→ **Stored data**
◇ ◇ ◇ ◇ ◇

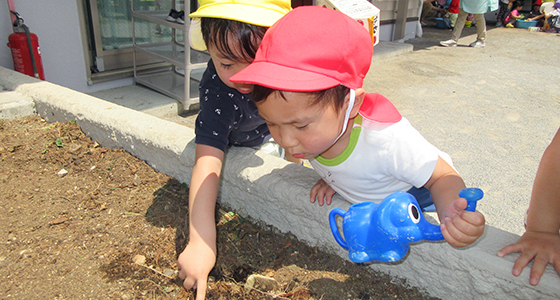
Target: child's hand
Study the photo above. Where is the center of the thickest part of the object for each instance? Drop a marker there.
(322, 191)
(459, 227)
(195, 263)
(541, 247)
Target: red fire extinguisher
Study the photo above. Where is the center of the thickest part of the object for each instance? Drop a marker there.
(25, 50)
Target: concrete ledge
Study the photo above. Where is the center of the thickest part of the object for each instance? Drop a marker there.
(13, 105)
(276, 192)
(386, 49)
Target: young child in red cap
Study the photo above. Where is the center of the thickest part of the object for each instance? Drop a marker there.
(231, 31)
(308, 75)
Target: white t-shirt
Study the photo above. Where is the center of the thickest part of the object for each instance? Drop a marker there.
(381, 158)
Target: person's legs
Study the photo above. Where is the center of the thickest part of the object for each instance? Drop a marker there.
(427, 11)
(459, 25)
(453, 19)
(480, 27)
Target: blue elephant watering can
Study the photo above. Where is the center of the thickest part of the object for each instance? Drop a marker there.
(383, 231)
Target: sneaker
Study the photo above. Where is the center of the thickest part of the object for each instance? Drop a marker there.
(478, 44)
(172, 16)
(449, 43)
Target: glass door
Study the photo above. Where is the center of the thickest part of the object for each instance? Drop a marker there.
(110, 32)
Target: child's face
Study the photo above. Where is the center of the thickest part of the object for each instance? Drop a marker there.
(302, 130)
(227, 67)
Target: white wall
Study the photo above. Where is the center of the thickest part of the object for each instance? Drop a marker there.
(57, 25)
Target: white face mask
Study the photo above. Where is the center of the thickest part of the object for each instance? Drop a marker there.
(347, 116)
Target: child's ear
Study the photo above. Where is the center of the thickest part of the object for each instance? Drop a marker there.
(360, 95)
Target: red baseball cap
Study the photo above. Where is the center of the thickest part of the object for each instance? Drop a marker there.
(311, 48)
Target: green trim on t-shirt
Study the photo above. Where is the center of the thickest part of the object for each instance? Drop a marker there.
(354, 135)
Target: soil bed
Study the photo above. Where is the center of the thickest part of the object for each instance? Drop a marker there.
(83, 221)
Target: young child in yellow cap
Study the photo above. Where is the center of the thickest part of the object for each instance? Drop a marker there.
(232, 31)
(308, 75)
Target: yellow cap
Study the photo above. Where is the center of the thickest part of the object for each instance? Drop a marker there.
(257, 12)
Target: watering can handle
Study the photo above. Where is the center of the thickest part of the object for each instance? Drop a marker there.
(472, 195)
(334, 228)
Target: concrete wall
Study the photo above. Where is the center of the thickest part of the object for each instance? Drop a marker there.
(276, 192)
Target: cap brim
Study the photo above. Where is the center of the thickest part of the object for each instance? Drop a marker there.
(240, 12)
(283, 78)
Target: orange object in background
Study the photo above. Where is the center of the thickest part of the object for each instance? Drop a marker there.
(23, 61)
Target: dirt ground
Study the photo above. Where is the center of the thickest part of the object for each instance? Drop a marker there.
(83, 221)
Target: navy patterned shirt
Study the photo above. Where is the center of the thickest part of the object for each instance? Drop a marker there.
(226, 116)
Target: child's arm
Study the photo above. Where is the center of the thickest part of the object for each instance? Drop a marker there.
(322, 192)
(199, 257)
(460, 228)
(541, 241)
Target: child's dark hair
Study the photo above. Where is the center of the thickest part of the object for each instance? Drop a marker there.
(334, 95)
(247, 37)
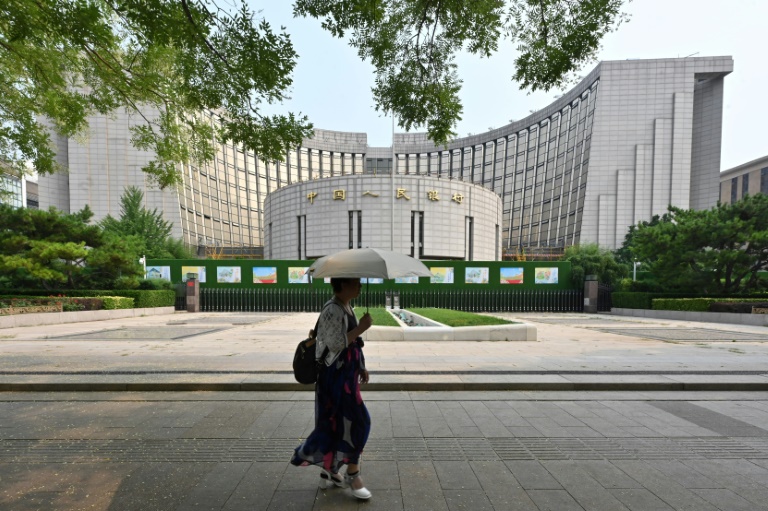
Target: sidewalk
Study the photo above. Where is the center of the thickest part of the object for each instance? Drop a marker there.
(253, 352)
(642, 440)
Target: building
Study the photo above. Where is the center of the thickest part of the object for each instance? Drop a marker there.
(631, 138)
(748, 178)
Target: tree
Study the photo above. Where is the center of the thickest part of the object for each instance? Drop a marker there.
(152, 232)
(50, 249)
(715, 251)
(412, 45)
(163, 61)
(590, 259)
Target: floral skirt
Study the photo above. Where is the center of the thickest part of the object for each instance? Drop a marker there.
(342, 422)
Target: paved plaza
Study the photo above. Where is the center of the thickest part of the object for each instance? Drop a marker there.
(600, 413)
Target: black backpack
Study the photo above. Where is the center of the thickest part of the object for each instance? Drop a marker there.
(305, 365)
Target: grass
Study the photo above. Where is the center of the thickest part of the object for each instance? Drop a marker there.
(454, 318)
(447, 317)
(379, 315)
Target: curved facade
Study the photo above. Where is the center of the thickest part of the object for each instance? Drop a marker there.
(425, 217)
(630, 139)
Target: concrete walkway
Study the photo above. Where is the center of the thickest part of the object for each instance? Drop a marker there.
(229, 351)
(642, 439)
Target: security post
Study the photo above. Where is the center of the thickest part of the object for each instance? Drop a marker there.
(193, 293)
(590, 294)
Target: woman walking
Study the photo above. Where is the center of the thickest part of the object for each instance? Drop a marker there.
(342, 422)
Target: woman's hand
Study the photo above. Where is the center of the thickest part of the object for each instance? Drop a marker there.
(365, 322)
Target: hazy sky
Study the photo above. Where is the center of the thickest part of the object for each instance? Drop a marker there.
(332, 85)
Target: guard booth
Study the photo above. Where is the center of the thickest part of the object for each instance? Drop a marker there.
(193, 293)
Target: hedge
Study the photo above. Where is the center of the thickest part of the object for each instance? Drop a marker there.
(141, 298)
(635, 300)
(739, 305)
(117, 302)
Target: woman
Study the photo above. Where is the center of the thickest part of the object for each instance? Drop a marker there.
(342, 422)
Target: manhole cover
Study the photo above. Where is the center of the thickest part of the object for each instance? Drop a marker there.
(685, 334)
(141, 334)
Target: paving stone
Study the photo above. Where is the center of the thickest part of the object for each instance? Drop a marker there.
(456, 475)
(582, 487)
(421, 487)
(467, 500)
(637, 499)
(297, 500)
(501, 487)
(726, 499)
(256, 488)
(677, 496)
(554, 500)
(532, 475)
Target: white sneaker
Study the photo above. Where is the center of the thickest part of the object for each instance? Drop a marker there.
(361, 493)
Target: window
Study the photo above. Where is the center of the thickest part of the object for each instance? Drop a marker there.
(764, 180)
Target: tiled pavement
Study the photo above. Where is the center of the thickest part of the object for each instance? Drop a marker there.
(625, 449)
(428, 451)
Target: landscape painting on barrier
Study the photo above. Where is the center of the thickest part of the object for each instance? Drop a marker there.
(476, 275)
(512, 275)
(200, 270)
(228, 275)
(265, 275)
(158, 272)
(546, 276)
(298, 275)
(441, 276)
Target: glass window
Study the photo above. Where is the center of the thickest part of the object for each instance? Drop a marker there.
(764, 180)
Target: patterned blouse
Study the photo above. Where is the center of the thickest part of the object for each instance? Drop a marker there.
(332, 330)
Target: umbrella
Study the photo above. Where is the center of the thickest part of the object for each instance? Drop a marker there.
(368, 263)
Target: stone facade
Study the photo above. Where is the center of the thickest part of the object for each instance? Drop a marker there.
(425, 217)
(631, 138)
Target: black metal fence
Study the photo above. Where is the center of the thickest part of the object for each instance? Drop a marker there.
(604, 298)
(310, 300)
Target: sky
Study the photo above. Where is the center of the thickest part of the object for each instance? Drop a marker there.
(332, 86)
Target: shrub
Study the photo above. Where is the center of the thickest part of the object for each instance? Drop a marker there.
(156, 284)
(631, 300)
(117, 302)
(682, 304)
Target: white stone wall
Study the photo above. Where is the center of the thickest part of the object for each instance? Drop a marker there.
(327, 219)
(656, 138)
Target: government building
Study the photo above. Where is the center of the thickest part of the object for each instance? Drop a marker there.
(633, 137)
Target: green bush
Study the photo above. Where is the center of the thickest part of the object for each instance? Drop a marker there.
(156, 284)
(738, 307)
(117, 302)
(147, 298)
(627, 300)
(683, 304)
(141, 298)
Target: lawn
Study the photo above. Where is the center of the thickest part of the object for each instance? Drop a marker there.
(379, 315)
(454, 318)
(445, 316)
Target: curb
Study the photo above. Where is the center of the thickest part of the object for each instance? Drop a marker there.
(390, 387)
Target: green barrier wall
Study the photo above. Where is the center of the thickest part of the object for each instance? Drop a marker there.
(218, 270)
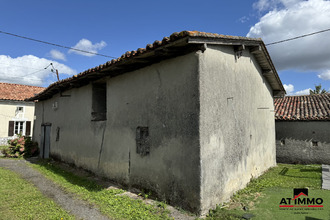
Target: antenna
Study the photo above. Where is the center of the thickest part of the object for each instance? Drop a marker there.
(53, 68)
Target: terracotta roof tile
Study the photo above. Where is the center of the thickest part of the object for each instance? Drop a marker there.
(307, 107)
(18, 92)
(128, 57)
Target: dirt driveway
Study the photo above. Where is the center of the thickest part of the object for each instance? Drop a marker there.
(78, 208)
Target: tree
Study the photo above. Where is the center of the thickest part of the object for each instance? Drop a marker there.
(318, 90)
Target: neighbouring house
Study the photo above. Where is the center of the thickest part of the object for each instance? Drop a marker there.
(189, 118)
(16, 115)
(303, 129)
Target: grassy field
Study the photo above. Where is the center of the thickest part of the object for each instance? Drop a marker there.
(108, 200)
(261, 198)
(19, 199)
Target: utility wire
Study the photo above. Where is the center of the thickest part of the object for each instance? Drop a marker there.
(53, 44)
(301, 36)
(19, 66)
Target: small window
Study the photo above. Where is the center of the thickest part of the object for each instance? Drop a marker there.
(19, 127)
(57, 133)
(142, 141)
(99, 102)
(19, 109)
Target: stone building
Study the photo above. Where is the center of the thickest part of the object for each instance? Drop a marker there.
(303, 129)
(189, 118)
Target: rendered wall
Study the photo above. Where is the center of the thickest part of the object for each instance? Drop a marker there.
(294, 142)
(7, 113)
(164, 98)
(237, 127)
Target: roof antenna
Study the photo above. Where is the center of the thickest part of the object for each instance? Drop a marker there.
(53, 68)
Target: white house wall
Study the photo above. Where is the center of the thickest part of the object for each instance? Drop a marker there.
(164, 98)
(7, 113)
(237, 127)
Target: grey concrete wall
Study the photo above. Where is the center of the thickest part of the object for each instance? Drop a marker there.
(237, 127)
(294, 142)
(163, 97)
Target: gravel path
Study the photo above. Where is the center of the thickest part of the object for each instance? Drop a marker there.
(76, 207)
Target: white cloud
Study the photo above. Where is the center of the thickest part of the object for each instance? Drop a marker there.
(303, 92)
(87, 45)
(291, 18)
(288, 88)
(325, 75)
(244, 19)
(57, 55)
(29, 70)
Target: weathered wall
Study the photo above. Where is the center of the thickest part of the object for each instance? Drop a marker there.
(7, 113)
(294, 142)
(237, 127)
(164, 98)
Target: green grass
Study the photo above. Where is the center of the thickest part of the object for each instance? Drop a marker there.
(19, 199)
(3, 147)
(107, 200)
(262, 196)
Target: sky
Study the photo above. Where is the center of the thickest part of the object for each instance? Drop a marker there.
(113, 27)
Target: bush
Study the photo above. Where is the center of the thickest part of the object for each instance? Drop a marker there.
(21, 146)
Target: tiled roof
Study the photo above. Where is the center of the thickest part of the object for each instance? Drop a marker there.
(17, 92)
(179, 43)
(307, 107)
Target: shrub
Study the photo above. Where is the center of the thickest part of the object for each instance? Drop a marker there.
(21, 146)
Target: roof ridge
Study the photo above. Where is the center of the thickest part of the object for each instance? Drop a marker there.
(21, 85)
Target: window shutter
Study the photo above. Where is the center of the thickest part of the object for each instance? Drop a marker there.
(11, 128)
(28, 128)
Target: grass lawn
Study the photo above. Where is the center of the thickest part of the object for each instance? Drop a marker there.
(108, 201)
(263, 195)
(3, 147)
(19, 199)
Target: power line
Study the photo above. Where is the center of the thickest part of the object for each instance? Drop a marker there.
(53, 44)
(301, 36)
(19, 66)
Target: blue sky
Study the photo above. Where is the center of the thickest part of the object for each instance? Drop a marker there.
(114, 27)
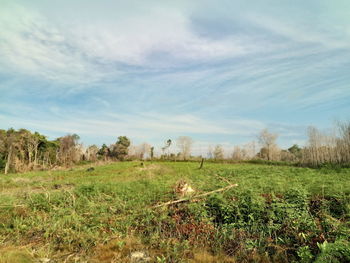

◇ ◇ ◇ ◇ ◇

→ **PROBLEM DETAILS**
Write down exactly the span of lines above from the one containing "Target: roof ridge" to the one containing "Target: power line", both ends included.

→ **FINAL ANSWER**
Target: roof ridge
Study the photo above. Where is the center of the thickest part of the object for each instance? Drop a marker there.
(21, 85)
Target: window shutter
Study the photo above. Where is the center of the thickest part of the object for each instance? Drop a marker there.
(11, 128)
(28, 128)
Target: grass lawn
Study the photo above. Where is the center of the thickest part of the object for each instance? Drop a marker there.
(108, 201)
(263, 195)
(3, 147)
(19, 199)
Target: power line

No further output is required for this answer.